EXERCISE TASK A
In the records, take the part that opens with the line containing "Each instance of the mowed" and runs through the end of the records. Write out only those lines again, requests included, and offset every pixel coordinate in the answers by -150.

TEXT BLOCK

************

# Bear lights out ?



## OKIEBOWHNTR (Sep 2, 2008)

Anyone have a review on Bear lights out ? Thinking of buying one need some input ?


----------



## 1dedcoyote (Dec 28, 2008)

I just bought one and had it set up yesterday. I have been shooting an old Golden Eagle for the last 3 years, so I don't have much to compare it to. It is a world of difference from my old bow. I put about 50 arrows though it at the pro shop and was amazed at the groups and smooth draw. I am on a budget so to me, I couldn't beat the price for the features included on the bow. I didn't buy the package bow, and was able to purchase used components that I think are better than the package deal and for about the same price. Just my 2 cents...


----------



## David Wallen (Jun 9, 2007)

Shot one the other day at a pro shop and loved it. Very smooth and forgiving! Shot a tight 5 arrow group right off the shelf. I'll prob get the Dark Horse for target shooting and turkey hunting from the Doulble Bull.


----------



## NY911 (Dec 12, 2004)

Do a quick search here - tons of great info on a great little bow!


----------



## GCH (Jan 2, 2009)

*BEAR lights out*

I bought a lights out a mouth ago..I love but I don't have anything to compare to..This is my first bow I ever shot..I shot at a 3d target today and got a 2 inch group..

George


----------



## redneckarcher29 (Oct 13, 2005)

It's a very nice bow. And shoots very wel, well for the archer that I know who has one


----------



## pernluc (Jun 18, 2006)

*Lights out.*

Ive shot almost every bow you can imagine. I bought one of these during bow season and set it up. For the money its a great bow period. ! thing though, keep the strings well lubed and the servings around the lower cam well waxed and it will wear fine. I killed several deer with it and there were no problems at all.


----------



## DaJester (Jan 9, 2009)

I'm looking at one now, thanks to those that have replied with feedback it will help with making a decision.


----------



## cr0ck1 (Jan 8, 2009)

I just started bow hunting.. i just recieved my lights out bow in the mail from dicks sporting goods.. it seems solid.. i still gotta go get it setup and shoot it tho.


----------



## dnm (Dec 7, 2008)

Ive got one and I love it. Its pretty quiet and Ive been able to get great groups with it


----------



## dynatec2.0 (Mar 30, 2004)

My buddy has one and he likes it. Seems to be a good little bow, But don't limit yourself on that model or brand there are other great bows out there that have that same price range also. Do your self a favor and shoot as many bows as you can before choosing a bow. Hope this helps.


----------

************

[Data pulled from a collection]
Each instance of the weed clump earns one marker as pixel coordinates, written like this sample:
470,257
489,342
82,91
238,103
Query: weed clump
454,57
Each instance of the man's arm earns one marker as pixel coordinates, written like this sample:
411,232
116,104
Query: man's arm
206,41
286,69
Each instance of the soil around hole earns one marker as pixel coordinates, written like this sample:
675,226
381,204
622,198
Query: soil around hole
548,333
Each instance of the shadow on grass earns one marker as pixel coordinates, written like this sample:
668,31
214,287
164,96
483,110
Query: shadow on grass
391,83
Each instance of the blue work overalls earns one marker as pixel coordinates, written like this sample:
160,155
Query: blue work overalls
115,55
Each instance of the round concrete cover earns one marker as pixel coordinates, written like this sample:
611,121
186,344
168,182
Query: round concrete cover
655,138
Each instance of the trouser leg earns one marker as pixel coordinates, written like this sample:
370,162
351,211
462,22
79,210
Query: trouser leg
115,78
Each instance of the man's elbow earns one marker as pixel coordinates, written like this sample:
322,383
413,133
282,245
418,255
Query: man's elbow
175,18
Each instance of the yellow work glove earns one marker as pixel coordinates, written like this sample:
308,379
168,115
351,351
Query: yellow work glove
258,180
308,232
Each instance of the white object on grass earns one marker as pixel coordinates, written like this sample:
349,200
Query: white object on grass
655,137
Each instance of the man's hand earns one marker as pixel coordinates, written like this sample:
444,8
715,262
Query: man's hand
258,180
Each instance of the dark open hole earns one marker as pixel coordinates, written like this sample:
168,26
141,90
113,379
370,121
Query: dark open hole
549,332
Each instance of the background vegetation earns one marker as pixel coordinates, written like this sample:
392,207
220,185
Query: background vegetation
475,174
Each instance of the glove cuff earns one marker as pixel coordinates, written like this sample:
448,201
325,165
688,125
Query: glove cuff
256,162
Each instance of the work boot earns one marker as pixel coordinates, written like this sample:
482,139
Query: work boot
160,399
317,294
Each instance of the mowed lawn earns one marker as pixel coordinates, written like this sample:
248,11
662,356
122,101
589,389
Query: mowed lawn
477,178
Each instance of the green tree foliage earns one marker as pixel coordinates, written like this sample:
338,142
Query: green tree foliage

************

EXERCISE TASK B
In the forum thread, where did cr0ck1 get the Lights Out bow?

EXERCISE OUTPUT A
Each instance of the mowed lawn earns one marker as pixel coordinates, written like this sample:
248,11
662,356
122,101
589,389
Query: mowed lawn
327,28
Each instance of the green tree foliage earns one marker as pixel coordinates, written like this sample:
338,142
Query: green tree foliage

EXERCISE OUTPUT B
In the mail from Dick's Sporting Goods.